▶ **ACTIVITY LIST**:
1 - In the magic square thread, which problems did levanovd try converting this problem to?
2 - Print the part of the magic square thread that begins at the words "Here is the" and stops after "I prove it?".
3 - Summarize the magic square thread in two sentences.

▶ **SELECTED EXTRACT**:

Here is the problem:

We have a square with some numbers from 1..N in some cells. It's needed to determine if it can be completed to a magic square.


2 _ 6       2 7 6
_ 5 1  >>>  9 5 1
4 3 _       4 3 8

7 _ _ 
9 _ _  >>>  NO SOLUTION 
8 _ _

Is this problem NP-complete? If yes, how can I prove it?

I know that I should reduce one of the known NP-complete problems to this one to prove its NP-completeness. The main question is which NP-complete probleme to choose and how to buld polynomial reduction algorithm. Any ideas?

  • $\begingroup$ If this is homework, you might try listing the NP-complete problems you know and seeing if you can think of a reduction to one of these. $\endgroup$ Dec 21, 2010 at 8:27
  • $\begingroup$ I thought about converting this problem to Hamiltonian circuit or TSP or Subset sum problems, but not too successfully. $\endgroup$
    – levanovd
    Dec 21, 2010 at 8:40
  • 3
    $\begingroup$ @Qiaochu A minor addition: what you are saying would prove that the problem is in NP. To prove that it is NP-complete, you need to reduce an NP-complete problem to this one. $\endgroup$
    – Alex B.

▶ **MATERIAL SHOWN**:
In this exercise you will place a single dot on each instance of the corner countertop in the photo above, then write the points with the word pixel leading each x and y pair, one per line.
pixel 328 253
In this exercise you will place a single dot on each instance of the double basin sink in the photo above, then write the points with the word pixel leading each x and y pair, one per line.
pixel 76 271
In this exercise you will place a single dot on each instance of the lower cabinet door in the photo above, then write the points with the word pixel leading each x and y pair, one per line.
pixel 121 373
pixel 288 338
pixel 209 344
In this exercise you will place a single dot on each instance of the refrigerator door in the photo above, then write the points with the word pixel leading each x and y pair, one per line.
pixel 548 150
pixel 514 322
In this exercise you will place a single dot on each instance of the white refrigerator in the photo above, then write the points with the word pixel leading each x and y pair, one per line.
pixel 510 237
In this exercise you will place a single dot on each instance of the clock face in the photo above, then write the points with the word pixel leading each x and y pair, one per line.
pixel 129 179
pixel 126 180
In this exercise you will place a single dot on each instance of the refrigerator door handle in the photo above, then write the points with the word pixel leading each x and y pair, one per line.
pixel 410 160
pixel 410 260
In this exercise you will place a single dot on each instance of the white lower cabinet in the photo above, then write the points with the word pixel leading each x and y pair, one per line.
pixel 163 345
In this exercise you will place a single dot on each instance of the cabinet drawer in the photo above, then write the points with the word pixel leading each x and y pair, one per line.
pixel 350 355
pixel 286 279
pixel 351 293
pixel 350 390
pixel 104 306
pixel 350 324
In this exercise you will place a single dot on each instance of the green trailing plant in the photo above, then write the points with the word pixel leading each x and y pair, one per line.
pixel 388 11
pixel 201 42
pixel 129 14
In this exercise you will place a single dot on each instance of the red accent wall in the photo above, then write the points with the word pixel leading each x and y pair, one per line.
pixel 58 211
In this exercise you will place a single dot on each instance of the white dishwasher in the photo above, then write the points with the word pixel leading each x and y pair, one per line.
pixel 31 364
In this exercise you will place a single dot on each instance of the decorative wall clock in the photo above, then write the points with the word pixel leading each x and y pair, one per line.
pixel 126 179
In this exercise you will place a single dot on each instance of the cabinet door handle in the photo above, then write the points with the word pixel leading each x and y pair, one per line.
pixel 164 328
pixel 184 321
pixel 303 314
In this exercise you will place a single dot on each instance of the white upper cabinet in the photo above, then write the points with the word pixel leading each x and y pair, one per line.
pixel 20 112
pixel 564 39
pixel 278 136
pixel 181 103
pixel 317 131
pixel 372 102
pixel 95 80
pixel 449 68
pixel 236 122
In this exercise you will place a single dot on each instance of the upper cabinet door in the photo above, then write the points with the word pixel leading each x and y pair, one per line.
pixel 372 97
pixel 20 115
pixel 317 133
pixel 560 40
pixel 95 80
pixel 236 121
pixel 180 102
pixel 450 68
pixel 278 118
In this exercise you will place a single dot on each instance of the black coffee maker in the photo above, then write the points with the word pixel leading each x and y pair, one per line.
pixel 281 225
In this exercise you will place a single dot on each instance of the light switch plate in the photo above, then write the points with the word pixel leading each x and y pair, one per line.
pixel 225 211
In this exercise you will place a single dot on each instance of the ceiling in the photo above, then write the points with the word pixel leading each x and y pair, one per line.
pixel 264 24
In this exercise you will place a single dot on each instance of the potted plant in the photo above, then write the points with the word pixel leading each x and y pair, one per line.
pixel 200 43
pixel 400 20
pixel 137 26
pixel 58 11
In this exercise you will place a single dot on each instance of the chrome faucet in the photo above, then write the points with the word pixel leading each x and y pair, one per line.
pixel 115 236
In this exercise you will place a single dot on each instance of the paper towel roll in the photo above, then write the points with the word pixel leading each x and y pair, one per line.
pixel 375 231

▶ **LIST OF ANSWERS**:
1 - Hamiltonian circuit, TSP, or Subset sum problems.

2 -
Here is the problem:

We have a square with some numbers from 1..N in some cells. It's needed to determine if it can be completed to a magic square.


2 _ 6       2 7 6
_ 5 1  >>>  9 5 1
4 3 _       4 3 8

7 _ _ 
9 _ _  >>>  NO SOLUTION 
8 _ _

Is this problem NP-complete? If yes, how can I prove it?

3 - The thread asks whether deciding if a square with some numbers from 1..N in some cells can be completed to a magic square is NP-complete, and how to prove it by a polynomial reduction from a known NP-complete problem. One reply suggests listing known NP-complete problems to find a reduction, levanovd reports trying Hamiltonian circuit, TSP and Subset sum without much success, and Alex B. notes that proving NP-completeness requires reducing an NP-complete problem to this one.